WHAT TO DO: Retype every entry below without altering anything.

DATASET EXCERPTS:
•••

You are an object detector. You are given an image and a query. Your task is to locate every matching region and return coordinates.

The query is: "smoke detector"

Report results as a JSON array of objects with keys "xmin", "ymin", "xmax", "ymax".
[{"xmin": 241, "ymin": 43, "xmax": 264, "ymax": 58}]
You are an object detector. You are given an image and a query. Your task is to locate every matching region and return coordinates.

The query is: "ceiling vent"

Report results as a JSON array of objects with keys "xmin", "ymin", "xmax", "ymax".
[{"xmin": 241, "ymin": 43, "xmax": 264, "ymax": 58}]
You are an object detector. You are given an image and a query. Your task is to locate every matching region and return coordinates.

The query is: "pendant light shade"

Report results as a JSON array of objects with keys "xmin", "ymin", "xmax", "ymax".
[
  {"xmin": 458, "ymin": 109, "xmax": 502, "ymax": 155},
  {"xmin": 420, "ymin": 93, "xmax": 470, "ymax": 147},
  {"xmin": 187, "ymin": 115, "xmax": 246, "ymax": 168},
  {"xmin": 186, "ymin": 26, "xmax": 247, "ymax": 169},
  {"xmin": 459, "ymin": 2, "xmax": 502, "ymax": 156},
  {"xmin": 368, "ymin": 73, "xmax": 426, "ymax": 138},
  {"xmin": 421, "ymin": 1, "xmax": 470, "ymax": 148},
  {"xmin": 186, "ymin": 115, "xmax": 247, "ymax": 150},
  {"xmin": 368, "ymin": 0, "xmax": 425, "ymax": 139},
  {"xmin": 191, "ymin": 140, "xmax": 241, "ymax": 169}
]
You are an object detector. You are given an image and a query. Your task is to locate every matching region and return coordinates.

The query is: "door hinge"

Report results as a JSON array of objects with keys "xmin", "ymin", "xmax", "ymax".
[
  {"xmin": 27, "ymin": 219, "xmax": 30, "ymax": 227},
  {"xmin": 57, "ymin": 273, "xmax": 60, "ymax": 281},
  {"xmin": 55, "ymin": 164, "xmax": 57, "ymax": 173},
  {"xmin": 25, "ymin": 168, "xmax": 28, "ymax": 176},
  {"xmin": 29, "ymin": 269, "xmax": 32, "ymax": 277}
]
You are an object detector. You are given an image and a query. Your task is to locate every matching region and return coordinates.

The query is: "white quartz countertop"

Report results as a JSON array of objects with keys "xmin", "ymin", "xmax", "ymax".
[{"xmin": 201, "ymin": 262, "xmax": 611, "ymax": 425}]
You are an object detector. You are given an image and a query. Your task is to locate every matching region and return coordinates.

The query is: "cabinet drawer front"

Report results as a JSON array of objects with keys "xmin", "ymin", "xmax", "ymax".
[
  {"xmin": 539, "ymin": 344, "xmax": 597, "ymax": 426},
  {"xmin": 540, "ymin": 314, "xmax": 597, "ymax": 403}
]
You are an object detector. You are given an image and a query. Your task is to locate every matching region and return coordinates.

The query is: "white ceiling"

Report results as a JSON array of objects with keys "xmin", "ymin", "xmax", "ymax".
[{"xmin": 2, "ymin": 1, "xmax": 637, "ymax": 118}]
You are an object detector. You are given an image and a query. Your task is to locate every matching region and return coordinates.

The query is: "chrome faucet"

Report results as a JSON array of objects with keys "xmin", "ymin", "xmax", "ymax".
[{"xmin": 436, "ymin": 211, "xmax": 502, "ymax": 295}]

•••

ANSWER TO THE PROBLEM:
You are an object detector. You are given an image and a query. Your task is to locate every matching region and return coordinates.

The query is: "smoke detector"

Report results as a JSON array of objects with keys "xmin", "ymin", "xmax", "ymax".
[{"xmin": 241, "ymin": 43, "xmax": 264, "ymax": 58}]
You are an object detector. You are given an image and a query. Your task is to locate every matching region and return coordinates.

The query is: "ceiling vent"

Report results as a JSON array of objects with keys "xmin", "ymin", "xmax", "ymax".
[{"xmin": 241, "ymin": 43, "xmax": 264, "ymax": 58}]
You are an object detector. You are given an image and a query. Your task is to locate every matching region and return coordinates.

The query is: "pendant light shade"

Report results as a JSON array of objects with keys "xmin", "ymin", "xmax", "ymax".
[
  {"xmin": 458, "ymin": 109, "xmax": 502, "ymax": 155},
  {"xmin": 420, "ymin": 93, "xmax": 470, "ymax": 147},
  {"xmin": 187, "ymin": 115, "xmax": 246, "ymax": 168},
  {"xmin": 186, "ymin": 26, "xmax": 247, "ymax": 169},
  {"xmin": 459, "ymin": 2, "xmax": 502, "ymax": 156},
  {"xmin": 368, "ymin": 73, "xmax": 426, "ymax": 138},
  {"xmin": 421, "ymin": 1, "xmax": 470, "ymax": 148},
  {"xmin": 186, "ymin": 115, "xmax": 247, "ymax": 150},
  {"xmin": 368, "ymin": 0, "xmax": 425, "ymax": 139},
  {"xmin": 191, "ymin": 140, "xmax": 241, "ymax": 169}
]
You are an object detector. You are given an image and a query. Your task is to locate every matching region and return coordinates.

The query is: "door hinge"

Report results as a JSON array of objects with keys "xmin", "ymin", "xmax", "ymax".
[
  {"xmin": 27, "ymin": 219, "xmax": 30, "ymax": 227},
  {"xmin": 57, "ymin": 273, "xmax": 60, "ymax": 281},
  {"xmin": 55, "ymin": 164, "xmax": 57, "ymax": 173},
  {"xmin": 25, "ymin": 168, "xmax": 28, "ymax": 176},
  {"xmin": 29, "ymin": 269, "xmax": 32, "ymax": 277}
]
You are an object detector. You are given an image and a query. Your task is to locate every matching region and return coordinates.

The query is: "white quartz countertop"

Report results as a JSON array of objects with keys "xmin", "ymin", "xmax", "ymax".
[{"xmin": 201, "ymin": 262, "xmax": 611, "ymax": 425}]
You are an object detector. You are given an image and a query. Your task is to locate every matching region and return coordinates.

The query is: "cabinet drawer front"

Report results as a JSON array of objects with keys "xmin", "ymin", "xmax", "ymax".
[
  {"xmin": 539, "ymin": 344, "xmax": 597, "ymax": 426},
  {"xmin": 540, "ymin": 314, "xmax": 597, "ymax": 403}
]
You are an object detector. You are given an image and a query. Your task is to locate every matching region and return coordinates.

The query is: "white ceiling"

Report results as a JSON array of objects with keys "xmin", "ymin", "xmax", "ymax".
[{"xmin": 2, "ymin": 1, "xmax": 637, "ymax": 118}]
You are an object detector. You are given an image and a query. Your task is to locate every matching region and return coordinates.

The query is: "chrome faucet"

Report results as a JSON array of objects with keys "xmin", "ymin", "xmax", "ymax".
[{"xmin": 436, "ymin": 211, "xmax": 502, "ymax": 295}]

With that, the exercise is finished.